Location annotation dataset excerpts:
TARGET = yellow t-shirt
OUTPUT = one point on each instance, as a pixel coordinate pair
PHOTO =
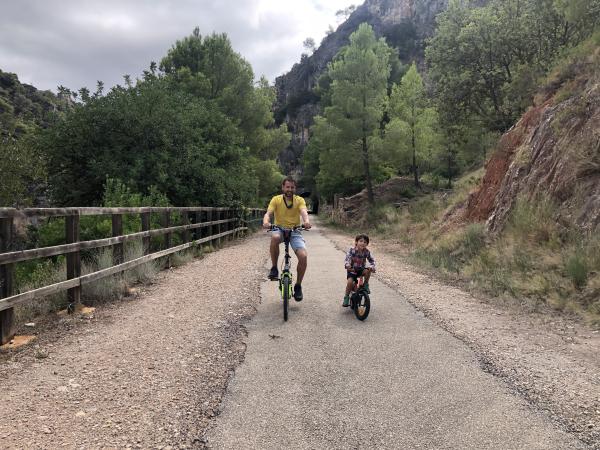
(286, 217)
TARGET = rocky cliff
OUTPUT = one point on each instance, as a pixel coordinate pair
(404, 23)
(553, 152)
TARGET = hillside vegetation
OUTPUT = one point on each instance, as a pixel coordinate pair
(527, 225)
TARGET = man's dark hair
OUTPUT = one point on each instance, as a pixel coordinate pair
(362, 236)
(290, 179)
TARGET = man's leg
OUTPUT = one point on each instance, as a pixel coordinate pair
(300, 270)
(274, 249)
(275, 241)
(302, 261)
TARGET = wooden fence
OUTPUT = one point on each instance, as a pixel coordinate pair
(199, 225)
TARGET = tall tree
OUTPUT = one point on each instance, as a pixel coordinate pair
(412, 120)
(359, 77)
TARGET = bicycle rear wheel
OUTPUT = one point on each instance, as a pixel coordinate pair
(362, 306)
(286, 288)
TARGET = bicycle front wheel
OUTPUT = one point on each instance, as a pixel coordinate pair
(286, 288)
(362, 306)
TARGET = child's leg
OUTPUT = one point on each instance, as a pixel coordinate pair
(349, 285)
(367, 275)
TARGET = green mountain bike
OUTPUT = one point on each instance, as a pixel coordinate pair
(286, 286)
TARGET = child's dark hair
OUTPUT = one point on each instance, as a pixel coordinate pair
(362, 236)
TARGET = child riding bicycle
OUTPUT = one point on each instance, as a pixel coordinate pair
(355, 263)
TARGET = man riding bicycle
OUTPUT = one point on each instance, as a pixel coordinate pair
(288, 208)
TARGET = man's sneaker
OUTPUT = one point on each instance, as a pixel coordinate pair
(346, 301)
(273, 273)
(298, 293)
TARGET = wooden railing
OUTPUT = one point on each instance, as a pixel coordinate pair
(199, 225)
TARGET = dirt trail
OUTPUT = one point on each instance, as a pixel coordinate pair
(552, 361)
(152, 372)
(147, 373)
(397, 380)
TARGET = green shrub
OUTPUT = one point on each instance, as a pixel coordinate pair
(534, 220)
(577, 269)
(473, 240)
(423, 210)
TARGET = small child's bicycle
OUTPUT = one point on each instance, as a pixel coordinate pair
(359, 299)
(285, 280)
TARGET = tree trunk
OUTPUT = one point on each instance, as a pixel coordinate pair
(449, 169)
(367, 171)
(415, 171)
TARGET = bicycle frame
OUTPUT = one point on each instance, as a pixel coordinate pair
(285, 280)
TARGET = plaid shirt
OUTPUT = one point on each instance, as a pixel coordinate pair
(355, 259)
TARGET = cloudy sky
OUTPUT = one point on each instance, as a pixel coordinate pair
(74, 43)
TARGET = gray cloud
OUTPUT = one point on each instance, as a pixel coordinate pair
(75, 42)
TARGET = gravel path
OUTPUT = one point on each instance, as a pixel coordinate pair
(148, 373)
(553, 362)
(151, 372)
(326, 380)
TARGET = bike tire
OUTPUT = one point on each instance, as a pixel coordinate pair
(287, 283)
(362, 306)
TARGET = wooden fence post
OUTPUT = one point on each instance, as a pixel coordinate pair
(210, 229)
(146, 227)
(117, 230)
(186, 221)
(7, 272)
(199, 233)
(219, 226)
(167, 224)
(73, 262)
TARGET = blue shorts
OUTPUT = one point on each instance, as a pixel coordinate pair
(355, 274)
(296, 240)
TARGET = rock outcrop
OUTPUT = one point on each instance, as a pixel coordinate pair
(553, 152)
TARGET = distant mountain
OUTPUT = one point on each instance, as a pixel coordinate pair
(405, 24)
(23, 106)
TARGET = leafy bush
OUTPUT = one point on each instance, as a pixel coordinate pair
(577, 269)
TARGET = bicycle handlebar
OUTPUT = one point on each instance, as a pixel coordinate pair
(277, 227)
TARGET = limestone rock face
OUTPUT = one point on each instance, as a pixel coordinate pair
(552, 152)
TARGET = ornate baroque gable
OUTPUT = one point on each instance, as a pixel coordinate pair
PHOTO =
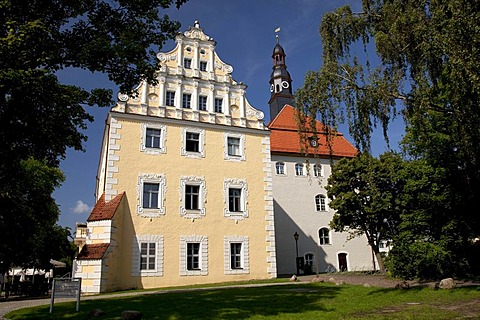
(194, 84)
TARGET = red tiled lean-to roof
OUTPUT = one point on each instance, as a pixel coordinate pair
(284, 137)
(93, 251)
(105, 210)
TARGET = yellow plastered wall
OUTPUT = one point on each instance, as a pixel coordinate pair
(214, 169)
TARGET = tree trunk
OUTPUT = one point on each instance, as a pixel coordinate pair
(381, 265)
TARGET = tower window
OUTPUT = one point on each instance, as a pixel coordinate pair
(218, 104)
(187, 98)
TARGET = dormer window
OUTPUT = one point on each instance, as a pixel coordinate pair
(187, 63)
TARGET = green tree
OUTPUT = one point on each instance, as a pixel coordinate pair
(420, 61)
(40, 118)
(365, 192)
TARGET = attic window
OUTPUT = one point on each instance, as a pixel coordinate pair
(313, 142)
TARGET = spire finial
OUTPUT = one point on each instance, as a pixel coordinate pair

#### AIM OF THE TASK:
Copy all of the material above word for word, omitting the pictures.

#### EXERCISE SOLUTION:
TARGET = yellow t-shirt
OUTPUT = one point on each instance, as a pixel coordinate pair
PHOTO =
(286, 217)
TARGET = rocky cliff
OUTPUT = one point on each instance, as a pixel coordinate pair
(404, 23)
(553, 152)
TARGET = hillside vegetation
OUTPUT = one point on each instance, as a pixel coordinate pair
(527, 225)
TARGET = man's dark hair
OUTPUT = one point on each instance, as a pixel coordinate pair
(362, 236)
(290, 179)
TARGET = man's leg
OUTPUT = one point on each instance, as a pixel coordinate pair
(300, 270)
(274, 249)
(275, 241)
(302, 261)
TARGET = wooden fence
OUTPUT = one point on each instance, as a pixel coordinate pair
(199, 225)
TARGET = tall tree
OUTPUT = one point on each instance, as a pixel coordinate pair
(412, 120)
(359, 77)
TARGET = bicycle rear wheel
OUTPUT = one point on each instance, as a pixel coordinate pair
(362, 306)
(286, 288)
TARGET = bicycle front wheel
OUTPUT = one point on each instance, as a pixel coordinate pair
(286, 288)
(362, 306)
TARGET = child's leg
OUTPUT = one point on each instance, as a pixel coordinate pair
(349, 285)
(367, 275)
TARGET = green mountain bike
OUTPUT = one point on each instance, as a pixel coordinate pair
(286, 286)
TARGET = child's dark hair
OUTPUT = one point on each instance, as a pixel coordinate pair
(362, 236)
TARGET = child riding bicycle
OUTPUT = one point on each instance, as a pixel coordinate pair
(355, 263)
TARGET = man riding bicycle
OUTPUT = one point on each instance, as a pixel coordinate pair
(288, 208)
TARGET = man's sneaker
OUTPUT = one point on each instance, as a pixel coordinate pair
(346, 301)
(273, 273)
(298, 293)
TARGET = wooden railing
OUTPUT = one point on each instance, as a pixel coordinate pair
(199, 225)
TARGET = dirt trail
OUTPUT = one point on each instance, as a pixel coordinate pair
(552, 361)
(152, 372)
(147, 373)
(397, 380)
TARGET = green shrub
OUTPUT = one point on each instance, as a pixel coordinate pair
(534, 220)
(577, 269)
(473, 240)
(423, 210)
TARGET = small child's bicycle
OUTPUT = one point on each instance, as a pixel coordinate pair
(359, 299)
(285, 280)
TARGET = tree trunk
OUTPUT = one point on each instance, as a pixel coordinate pair
(449, 169)
(367, 171)
(415, 171)
TARGET = bicycle frame
OUTPUT = one point on each instance, as a pixel coordinate pair
(285, 280)
TARGET = plaid shirt
OUTPUT = one point on each instance, as a pixel coordinate pair
(355, 259)
TARGET = cloudy sky
OUTPUT = one point on each instance, as a pixel coordinate pair
(74, 43)
TARGET = gray cloud
OUTPUT = one point on each instance, as a pixel coordinate pair
(75, 42)
TARGET = gravel path
OUTPUT = one point on each instance, as a pixel coordinate pair
(148, 373)
(553, 362)
(151, 372)
(326, 380)
TARGET = bike tire
OUTPUT = one point on each instance, as a pixel coordinate pair
(287, 283)
(362, 306)
TARGET = wooden fence post
OUTPUT = one point on each instance, as a pixel coordinate pair
(210, 229)
(146, 227)
(117, 230)
(186, 221)
(7, 272)
(199, 233)
(219, 226)
(167, 224)
(73, 262)
TARGET = blue shorts
OUTPUT = one point on each instance, as a pixel coordinate pair
(355, 274)
(296, 240)
TARGET = rock outcrop
OUTPUT = one point on each instance, as a pixel coordinate pair
(553, 152)
TARGET = distant mountain
OUTPUT = one point on each instance, as a pixel coordinate pair
(405, 24)
(23, 106)
TARGET = leafy bush
OUTPUT = one point on each instance, as a pixel coordinate pair
(577, 269)
TARGET = bicycle handlebar
OUTPUT = one point on each instance, as a pixel coordinate pair
(277, 227)
TARGET = limestone rock face
OUTPUT = one point on each instance, as a pixel coordinate pair
(552, 152)
TARGET = ornate baroque gable
OUTPUT = one point on each instance, as a pixel coordinate pair
PHOTO =
(194, 84)
TARGET = red tiled lean-to roof
OUTPUT = one point on each instance, as a pixel coordinate pair
(284, 137)
(93, 251)
(105, 210)
TARGET = yellow plastered wall
OUTPUT = one point on each instance, as a pixel coordinate pair
(214, 169)
TARGET = tree trunk
OUTPUT = one point on each instance, as a pixel coordinate pair
(381, 265)
TARGET = tower window
OUTPUT = one point on each instance, as a pixel coordinate pair
(218, 104)
(187, 98)
TARGET = dormer window
OUTPUT = one point on each instance, as a pixel coordinate pair
(187, 63)
TARGET = green tree
OUTPUT = one point on each instance, as a pixel coordinate pair
(420, 61)
(40, 118)
(365, 192)
TARGET = attic window
OUTPUT = one point on each instance, as a pixel coordinate pair
(313, 142)
TARGET = spire finial
OUTPUT = one point on each instance, as a pixel coordinate pair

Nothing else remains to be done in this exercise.